WHAT TO WORK ON: In the part of the data that opens with the line containing "Where can the cloud illuminated" and runs through the end of the data, swap "lightning bolt" for "lightning strike" and give those lines back with nothing else altered. Leave the pictures out.

────────────────────

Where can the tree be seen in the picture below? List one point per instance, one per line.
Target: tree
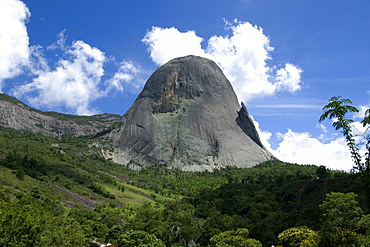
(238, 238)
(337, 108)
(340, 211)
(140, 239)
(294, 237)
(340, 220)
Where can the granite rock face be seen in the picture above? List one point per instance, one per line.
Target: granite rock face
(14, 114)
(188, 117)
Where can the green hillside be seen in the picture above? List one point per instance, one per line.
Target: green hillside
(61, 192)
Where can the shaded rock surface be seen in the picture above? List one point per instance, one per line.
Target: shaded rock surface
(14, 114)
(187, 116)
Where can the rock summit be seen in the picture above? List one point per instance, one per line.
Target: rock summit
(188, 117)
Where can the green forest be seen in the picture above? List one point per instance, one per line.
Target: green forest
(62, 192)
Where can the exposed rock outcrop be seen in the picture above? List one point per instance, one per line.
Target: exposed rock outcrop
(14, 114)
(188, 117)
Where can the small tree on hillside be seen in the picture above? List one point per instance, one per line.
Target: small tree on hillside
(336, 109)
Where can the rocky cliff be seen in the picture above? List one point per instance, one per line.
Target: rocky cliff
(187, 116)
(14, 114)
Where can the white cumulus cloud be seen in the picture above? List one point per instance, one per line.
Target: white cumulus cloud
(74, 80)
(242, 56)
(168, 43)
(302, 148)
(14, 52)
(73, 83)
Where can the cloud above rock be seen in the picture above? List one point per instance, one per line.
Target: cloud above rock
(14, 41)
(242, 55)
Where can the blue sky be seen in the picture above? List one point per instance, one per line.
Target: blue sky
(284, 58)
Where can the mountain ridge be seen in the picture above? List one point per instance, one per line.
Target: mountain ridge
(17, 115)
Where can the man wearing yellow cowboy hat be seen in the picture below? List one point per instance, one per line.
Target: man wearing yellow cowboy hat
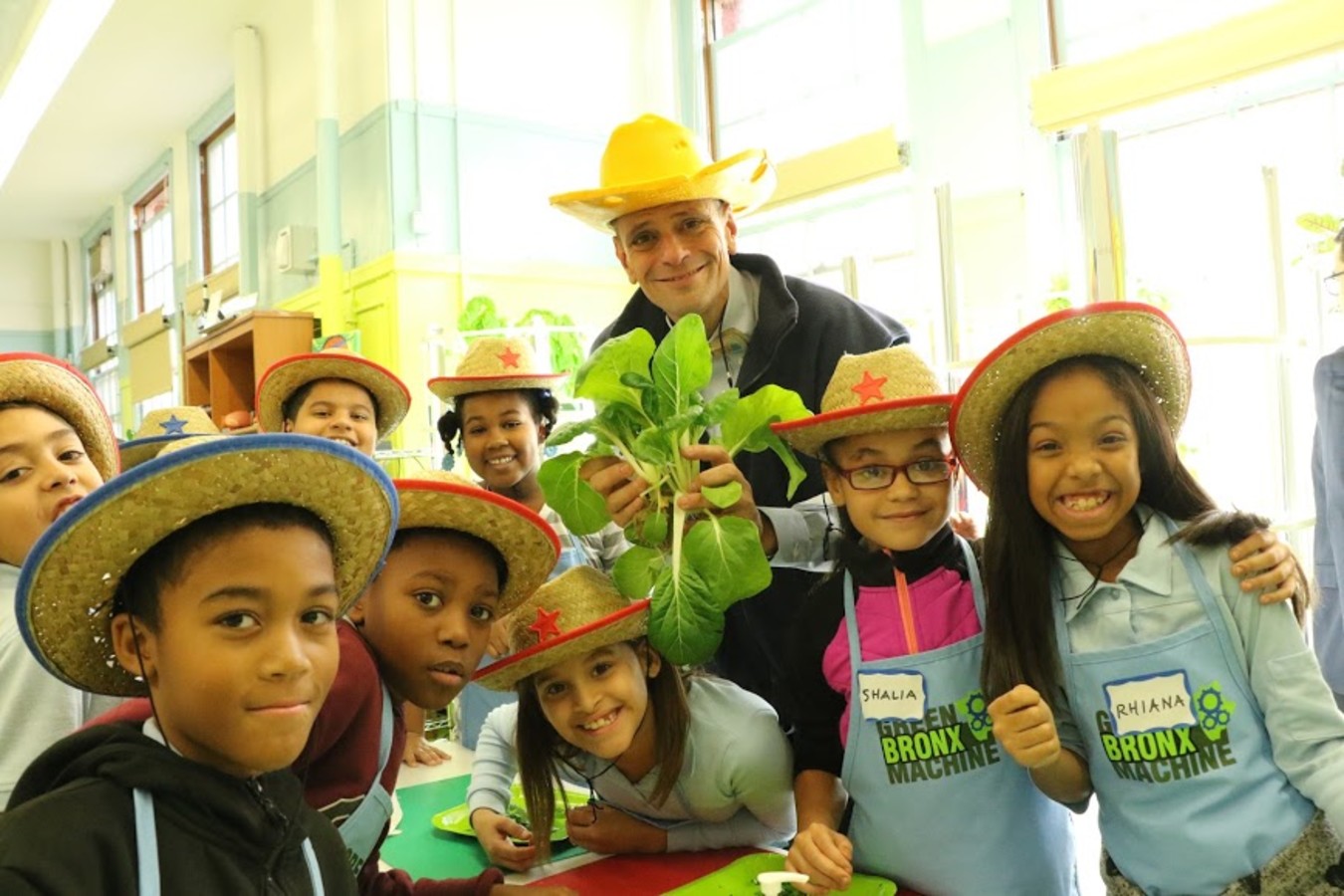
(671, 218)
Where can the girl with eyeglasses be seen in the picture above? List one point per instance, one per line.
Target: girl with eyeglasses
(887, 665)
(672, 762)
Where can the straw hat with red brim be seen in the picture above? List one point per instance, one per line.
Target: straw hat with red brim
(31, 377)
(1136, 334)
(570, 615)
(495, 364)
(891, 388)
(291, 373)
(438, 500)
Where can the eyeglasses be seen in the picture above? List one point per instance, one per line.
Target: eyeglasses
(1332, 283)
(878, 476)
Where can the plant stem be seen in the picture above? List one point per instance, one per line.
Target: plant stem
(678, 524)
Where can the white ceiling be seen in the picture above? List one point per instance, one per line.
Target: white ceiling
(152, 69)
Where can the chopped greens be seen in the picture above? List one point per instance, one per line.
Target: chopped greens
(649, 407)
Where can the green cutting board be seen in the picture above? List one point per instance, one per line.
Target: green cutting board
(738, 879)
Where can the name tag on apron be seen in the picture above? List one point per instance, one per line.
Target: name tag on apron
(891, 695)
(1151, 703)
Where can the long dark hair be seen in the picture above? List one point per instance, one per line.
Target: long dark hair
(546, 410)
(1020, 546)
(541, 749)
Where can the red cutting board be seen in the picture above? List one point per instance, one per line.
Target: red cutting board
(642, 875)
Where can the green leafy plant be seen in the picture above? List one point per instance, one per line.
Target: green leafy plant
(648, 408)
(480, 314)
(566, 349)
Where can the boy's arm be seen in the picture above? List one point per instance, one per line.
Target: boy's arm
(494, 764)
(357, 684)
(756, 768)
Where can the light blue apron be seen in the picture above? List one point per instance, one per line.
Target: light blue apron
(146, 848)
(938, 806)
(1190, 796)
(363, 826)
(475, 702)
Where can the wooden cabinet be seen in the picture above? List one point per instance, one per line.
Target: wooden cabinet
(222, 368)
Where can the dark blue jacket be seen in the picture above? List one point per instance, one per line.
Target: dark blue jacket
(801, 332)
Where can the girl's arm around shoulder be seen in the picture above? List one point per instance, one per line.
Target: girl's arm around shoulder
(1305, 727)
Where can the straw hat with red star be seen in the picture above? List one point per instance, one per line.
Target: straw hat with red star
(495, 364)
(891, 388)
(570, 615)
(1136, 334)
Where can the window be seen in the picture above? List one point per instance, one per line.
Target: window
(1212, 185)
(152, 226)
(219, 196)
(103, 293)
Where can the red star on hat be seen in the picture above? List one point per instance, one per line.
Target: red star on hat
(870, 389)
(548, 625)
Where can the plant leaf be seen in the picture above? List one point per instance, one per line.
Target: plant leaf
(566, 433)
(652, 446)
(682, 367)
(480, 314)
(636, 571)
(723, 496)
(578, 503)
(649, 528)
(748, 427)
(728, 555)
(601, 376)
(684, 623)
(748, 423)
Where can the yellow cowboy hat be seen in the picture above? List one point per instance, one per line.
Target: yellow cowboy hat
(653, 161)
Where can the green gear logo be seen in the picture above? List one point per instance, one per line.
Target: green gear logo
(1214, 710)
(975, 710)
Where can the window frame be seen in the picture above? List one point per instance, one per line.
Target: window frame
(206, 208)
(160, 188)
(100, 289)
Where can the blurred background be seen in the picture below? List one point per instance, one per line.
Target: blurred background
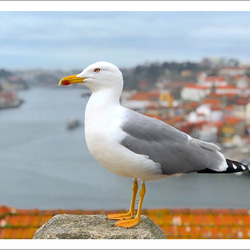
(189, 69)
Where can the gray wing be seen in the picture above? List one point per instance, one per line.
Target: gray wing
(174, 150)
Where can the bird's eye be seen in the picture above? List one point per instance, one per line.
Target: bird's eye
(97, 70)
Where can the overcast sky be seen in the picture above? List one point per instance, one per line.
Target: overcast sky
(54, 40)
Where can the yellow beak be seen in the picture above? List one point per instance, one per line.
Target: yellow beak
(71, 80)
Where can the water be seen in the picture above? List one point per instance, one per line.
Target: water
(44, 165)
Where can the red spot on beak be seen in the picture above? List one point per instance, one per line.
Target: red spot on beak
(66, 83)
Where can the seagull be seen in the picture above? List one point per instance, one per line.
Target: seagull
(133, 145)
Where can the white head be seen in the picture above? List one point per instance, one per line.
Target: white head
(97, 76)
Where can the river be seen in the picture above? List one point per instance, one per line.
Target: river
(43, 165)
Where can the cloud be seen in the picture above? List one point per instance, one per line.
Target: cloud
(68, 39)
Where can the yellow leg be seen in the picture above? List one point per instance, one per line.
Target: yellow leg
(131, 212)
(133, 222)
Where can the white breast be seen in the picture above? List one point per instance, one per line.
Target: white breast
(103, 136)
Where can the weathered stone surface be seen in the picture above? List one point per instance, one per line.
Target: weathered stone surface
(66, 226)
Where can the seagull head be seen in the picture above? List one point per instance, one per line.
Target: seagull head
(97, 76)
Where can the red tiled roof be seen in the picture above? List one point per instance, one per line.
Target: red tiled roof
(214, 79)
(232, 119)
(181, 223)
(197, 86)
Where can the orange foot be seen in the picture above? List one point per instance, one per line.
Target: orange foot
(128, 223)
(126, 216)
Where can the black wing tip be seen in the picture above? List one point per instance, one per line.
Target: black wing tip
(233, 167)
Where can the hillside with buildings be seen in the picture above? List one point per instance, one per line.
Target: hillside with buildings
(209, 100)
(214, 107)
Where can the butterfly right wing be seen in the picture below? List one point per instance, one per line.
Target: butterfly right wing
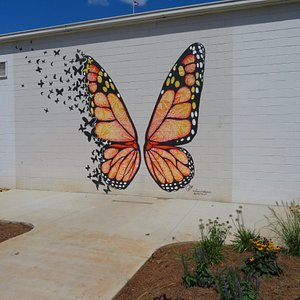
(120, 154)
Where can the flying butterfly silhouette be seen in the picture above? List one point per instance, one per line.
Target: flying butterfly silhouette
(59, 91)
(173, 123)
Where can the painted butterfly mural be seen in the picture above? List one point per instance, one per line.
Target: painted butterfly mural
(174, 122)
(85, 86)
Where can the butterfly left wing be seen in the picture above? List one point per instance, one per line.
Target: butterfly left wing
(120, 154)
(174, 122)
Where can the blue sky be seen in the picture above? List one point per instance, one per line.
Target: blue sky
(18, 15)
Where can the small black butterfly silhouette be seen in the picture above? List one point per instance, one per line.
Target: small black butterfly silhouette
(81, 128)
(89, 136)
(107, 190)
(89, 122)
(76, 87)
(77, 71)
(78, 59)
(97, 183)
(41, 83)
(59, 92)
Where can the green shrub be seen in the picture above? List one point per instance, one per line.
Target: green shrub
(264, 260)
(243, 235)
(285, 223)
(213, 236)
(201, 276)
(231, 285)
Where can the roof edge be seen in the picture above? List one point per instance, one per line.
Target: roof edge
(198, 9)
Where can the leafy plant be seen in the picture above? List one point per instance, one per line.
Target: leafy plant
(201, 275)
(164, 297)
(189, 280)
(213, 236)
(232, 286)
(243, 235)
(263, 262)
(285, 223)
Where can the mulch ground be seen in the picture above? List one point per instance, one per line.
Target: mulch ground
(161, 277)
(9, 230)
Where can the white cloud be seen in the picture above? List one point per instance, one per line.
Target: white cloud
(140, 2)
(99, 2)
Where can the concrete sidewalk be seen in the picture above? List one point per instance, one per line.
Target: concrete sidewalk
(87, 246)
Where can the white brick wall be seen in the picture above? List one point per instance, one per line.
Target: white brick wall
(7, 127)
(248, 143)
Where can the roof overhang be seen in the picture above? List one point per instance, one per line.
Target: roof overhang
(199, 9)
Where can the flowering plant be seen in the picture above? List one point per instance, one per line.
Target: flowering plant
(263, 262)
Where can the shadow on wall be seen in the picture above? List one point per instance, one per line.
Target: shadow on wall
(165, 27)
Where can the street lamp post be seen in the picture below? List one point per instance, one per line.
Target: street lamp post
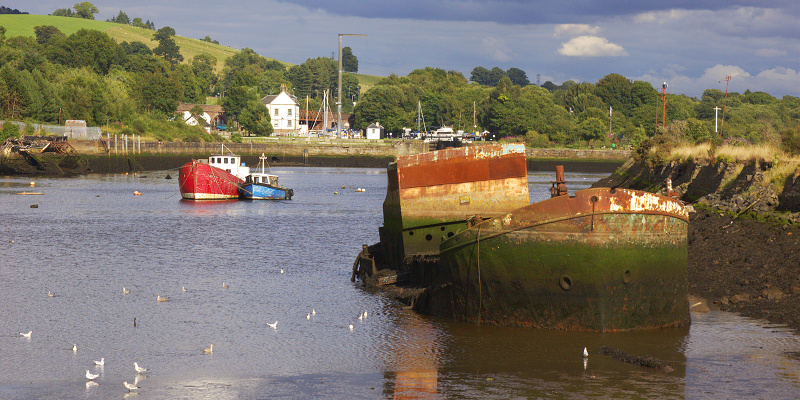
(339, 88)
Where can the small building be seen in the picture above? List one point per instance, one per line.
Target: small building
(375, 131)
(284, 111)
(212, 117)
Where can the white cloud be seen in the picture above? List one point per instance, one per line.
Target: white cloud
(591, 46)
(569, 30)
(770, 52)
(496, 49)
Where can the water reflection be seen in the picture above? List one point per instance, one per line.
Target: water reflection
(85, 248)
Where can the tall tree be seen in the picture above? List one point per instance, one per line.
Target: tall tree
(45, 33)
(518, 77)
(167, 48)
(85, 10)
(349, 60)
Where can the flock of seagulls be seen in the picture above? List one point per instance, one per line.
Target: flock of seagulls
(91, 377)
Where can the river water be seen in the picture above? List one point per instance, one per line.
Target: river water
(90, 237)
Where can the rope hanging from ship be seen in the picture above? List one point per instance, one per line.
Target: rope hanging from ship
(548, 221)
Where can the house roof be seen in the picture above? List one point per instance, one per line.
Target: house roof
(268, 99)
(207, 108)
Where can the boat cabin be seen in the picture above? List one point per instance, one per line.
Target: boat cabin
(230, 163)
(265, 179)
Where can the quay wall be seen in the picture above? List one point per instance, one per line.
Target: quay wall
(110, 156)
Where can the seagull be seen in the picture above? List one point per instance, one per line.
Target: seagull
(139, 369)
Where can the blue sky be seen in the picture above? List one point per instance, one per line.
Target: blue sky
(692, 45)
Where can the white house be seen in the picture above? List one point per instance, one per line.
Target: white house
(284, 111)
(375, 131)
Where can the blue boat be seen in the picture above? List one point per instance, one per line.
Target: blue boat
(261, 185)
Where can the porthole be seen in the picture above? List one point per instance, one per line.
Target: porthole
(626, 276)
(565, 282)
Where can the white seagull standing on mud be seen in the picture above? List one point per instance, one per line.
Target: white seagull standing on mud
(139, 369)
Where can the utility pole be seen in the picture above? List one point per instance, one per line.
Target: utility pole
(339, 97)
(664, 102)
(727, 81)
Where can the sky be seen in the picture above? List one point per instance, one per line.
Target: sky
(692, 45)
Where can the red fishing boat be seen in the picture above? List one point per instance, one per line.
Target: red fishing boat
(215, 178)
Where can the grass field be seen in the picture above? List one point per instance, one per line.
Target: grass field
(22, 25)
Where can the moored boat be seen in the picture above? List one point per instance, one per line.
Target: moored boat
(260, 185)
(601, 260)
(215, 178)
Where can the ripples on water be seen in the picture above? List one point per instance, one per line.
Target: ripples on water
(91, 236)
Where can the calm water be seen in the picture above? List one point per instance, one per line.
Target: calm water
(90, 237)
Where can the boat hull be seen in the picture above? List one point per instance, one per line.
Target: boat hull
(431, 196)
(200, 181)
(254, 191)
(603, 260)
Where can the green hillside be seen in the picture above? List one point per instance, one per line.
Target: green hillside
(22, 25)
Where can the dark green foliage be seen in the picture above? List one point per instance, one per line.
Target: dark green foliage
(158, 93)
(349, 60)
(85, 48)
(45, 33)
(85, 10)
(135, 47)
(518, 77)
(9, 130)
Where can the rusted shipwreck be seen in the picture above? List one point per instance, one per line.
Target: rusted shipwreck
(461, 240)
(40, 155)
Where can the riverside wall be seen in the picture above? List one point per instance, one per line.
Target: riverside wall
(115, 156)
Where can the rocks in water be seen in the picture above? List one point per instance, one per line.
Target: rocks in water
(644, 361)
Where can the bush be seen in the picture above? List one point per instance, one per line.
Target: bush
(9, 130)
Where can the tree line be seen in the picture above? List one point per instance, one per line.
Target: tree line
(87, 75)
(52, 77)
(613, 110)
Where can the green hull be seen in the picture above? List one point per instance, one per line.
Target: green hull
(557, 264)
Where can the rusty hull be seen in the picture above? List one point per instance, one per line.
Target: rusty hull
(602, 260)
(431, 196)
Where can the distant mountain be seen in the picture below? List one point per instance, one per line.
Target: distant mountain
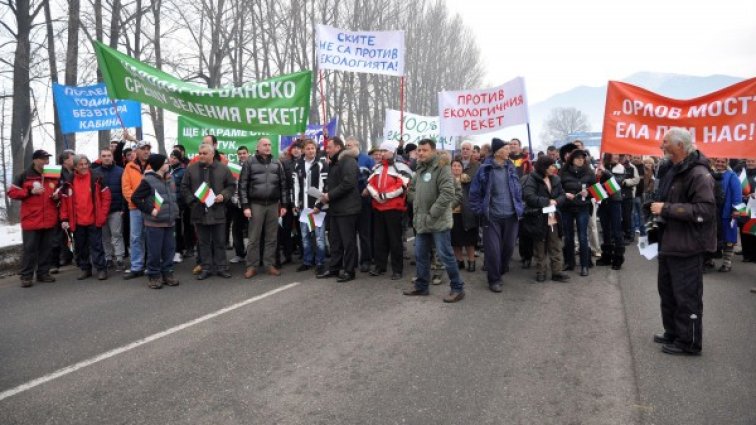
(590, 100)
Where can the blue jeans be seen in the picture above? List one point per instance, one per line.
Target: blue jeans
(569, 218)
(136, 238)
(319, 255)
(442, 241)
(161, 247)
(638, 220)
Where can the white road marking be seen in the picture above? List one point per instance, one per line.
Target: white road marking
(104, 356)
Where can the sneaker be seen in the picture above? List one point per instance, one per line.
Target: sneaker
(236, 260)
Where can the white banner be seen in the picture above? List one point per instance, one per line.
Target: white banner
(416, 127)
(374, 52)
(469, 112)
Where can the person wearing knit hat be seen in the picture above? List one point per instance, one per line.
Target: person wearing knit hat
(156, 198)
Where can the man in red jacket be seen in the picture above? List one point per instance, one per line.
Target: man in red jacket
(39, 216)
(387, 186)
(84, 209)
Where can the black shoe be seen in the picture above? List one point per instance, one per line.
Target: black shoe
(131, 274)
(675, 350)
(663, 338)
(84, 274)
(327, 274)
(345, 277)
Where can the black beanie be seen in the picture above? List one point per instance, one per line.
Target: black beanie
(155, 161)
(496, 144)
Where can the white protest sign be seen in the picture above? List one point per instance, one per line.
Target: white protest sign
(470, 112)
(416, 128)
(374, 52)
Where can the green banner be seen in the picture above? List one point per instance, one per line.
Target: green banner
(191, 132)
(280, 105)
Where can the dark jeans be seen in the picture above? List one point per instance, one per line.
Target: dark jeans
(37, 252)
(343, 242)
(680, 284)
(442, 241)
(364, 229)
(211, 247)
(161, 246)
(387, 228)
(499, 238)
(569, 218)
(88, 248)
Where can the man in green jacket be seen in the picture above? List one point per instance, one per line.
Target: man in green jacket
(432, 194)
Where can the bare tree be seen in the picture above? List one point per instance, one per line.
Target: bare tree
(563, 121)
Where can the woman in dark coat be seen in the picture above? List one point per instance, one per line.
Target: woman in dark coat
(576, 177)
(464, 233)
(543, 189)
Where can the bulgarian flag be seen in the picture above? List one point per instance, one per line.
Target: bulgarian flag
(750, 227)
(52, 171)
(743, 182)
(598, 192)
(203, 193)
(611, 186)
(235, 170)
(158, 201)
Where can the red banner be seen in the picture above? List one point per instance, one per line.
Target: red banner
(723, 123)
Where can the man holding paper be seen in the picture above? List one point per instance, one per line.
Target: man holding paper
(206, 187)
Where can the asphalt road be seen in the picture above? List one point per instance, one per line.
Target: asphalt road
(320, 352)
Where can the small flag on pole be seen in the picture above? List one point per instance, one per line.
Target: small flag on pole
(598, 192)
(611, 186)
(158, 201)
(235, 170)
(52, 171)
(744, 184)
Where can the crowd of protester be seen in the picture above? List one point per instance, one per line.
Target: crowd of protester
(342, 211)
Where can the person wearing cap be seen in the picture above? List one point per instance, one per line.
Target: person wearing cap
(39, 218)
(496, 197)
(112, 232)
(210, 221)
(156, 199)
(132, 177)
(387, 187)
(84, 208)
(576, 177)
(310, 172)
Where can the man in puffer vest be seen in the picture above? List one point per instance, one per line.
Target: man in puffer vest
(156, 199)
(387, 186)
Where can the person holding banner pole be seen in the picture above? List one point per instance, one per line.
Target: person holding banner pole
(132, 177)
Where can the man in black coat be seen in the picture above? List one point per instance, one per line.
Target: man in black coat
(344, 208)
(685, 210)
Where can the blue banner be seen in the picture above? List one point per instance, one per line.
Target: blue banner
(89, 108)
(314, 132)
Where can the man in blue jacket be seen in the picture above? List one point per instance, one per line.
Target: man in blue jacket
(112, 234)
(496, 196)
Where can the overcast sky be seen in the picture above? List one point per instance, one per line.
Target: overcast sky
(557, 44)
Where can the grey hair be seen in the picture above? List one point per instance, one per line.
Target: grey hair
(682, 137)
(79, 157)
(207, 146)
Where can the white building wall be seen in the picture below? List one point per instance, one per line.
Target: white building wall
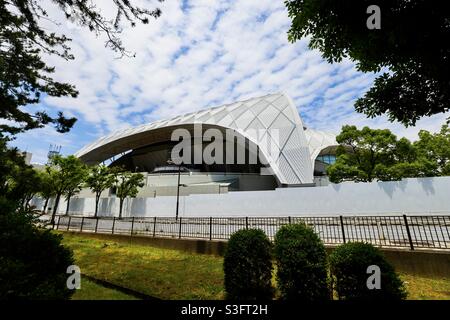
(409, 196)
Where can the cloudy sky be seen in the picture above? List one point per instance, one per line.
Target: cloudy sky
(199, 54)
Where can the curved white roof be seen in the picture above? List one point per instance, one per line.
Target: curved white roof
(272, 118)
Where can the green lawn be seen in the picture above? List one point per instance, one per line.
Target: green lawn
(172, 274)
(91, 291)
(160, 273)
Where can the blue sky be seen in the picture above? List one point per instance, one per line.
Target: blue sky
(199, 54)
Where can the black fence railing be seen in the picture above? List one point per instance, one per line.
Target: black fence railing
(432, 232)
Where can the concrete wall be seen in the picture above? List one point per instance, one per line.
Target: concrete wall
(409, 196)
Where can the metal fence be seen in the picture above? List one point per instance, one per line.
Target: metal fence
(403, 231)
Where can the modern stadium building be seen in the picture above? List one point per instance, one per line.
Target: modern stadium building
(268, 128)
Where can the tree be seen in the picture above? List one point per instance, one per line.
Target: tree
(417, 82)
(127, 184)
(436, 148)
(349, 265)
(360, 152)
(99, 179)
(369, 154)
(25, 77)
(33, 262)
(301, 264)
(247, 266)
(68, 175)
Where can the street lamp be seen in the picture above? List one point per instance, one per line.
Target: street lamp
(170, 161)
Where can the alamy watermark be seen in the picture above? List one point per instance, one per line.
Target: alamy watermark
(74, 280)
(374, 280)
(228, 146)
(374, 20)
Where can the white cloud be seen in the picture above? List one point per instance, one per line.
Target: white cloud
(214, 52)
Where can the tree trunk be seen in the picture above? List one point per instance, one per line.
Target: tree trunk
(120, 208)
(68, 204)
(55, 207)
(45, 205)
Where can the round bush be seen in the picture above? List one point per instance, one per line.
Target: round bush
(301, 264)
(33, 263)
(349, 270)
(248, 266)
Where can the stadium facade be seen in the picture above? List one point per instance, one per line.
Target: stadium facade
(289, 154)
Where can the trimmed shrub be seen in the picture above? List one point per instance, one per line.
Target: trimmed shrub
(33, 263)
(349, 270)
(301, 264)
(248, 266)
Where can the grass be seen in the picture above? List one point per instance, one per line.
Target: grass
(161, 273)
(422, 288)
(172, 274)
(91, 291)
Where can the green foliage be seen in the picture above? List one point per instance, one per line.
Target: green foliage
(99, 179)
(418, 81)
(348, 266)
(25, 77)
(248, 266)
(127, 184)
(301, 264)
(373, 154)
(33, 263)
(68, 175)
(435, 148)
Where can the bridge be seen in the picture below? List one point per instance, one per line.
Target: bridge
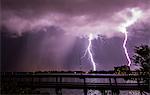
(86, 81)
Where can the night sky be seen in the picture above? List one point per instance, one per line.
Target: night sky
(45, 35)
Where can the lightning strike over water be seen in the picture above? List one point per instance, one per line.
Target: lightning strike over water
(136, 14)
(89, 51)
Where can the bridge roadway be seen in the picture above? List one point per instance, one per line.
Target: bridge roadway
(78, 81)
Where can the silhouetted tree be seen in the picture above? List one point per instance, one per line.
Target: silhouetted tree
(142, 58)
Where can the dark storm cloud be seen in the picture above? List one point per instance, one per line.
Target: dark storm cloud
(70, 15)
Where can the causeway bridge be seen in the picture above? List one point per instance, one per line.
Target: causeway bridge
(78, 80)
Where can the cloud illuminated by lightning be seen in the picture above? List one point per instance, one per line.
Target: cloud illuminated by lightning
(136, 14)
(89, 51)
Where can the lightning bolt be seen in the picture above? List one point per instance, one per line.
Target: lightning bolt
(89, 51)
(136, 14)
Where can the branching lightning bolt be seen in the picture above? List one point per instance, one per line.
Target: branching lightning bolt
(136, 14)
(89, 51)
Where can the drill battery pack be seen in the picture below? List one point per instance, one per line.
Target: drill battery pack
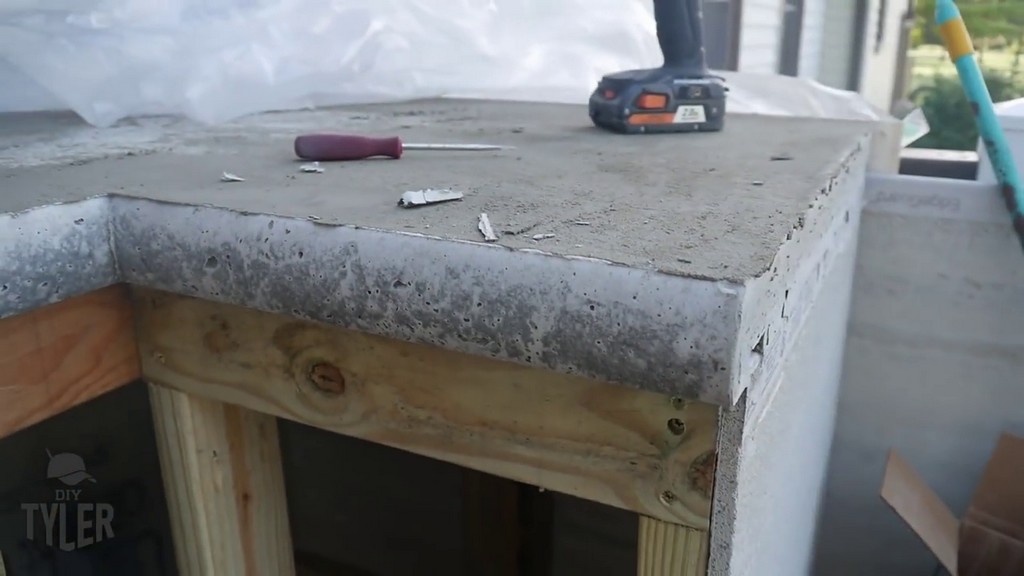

────────────────────

SOLUTION FOR THIS PROBLEM:
Where can the cloud illuminated by lightning be seen in the picture above? List one point per instance, one per line.
Target: cloud illuminated by lightning
(136, 14)
(89, 51)
Where can the lightning strike be seen in the picture above? List one point per instance, one per line.
Target: lightning strike
(89, 51)
(136, 14)
Where can the branching lightning strike be seen in the picture above? List one point per instance, one per line.
Target: branching lightning strike
(136, 14)
(89, 51)
Where can the drill battery pack be seen in the picture below? List one point per instance, one per line.
Target: drill battery pack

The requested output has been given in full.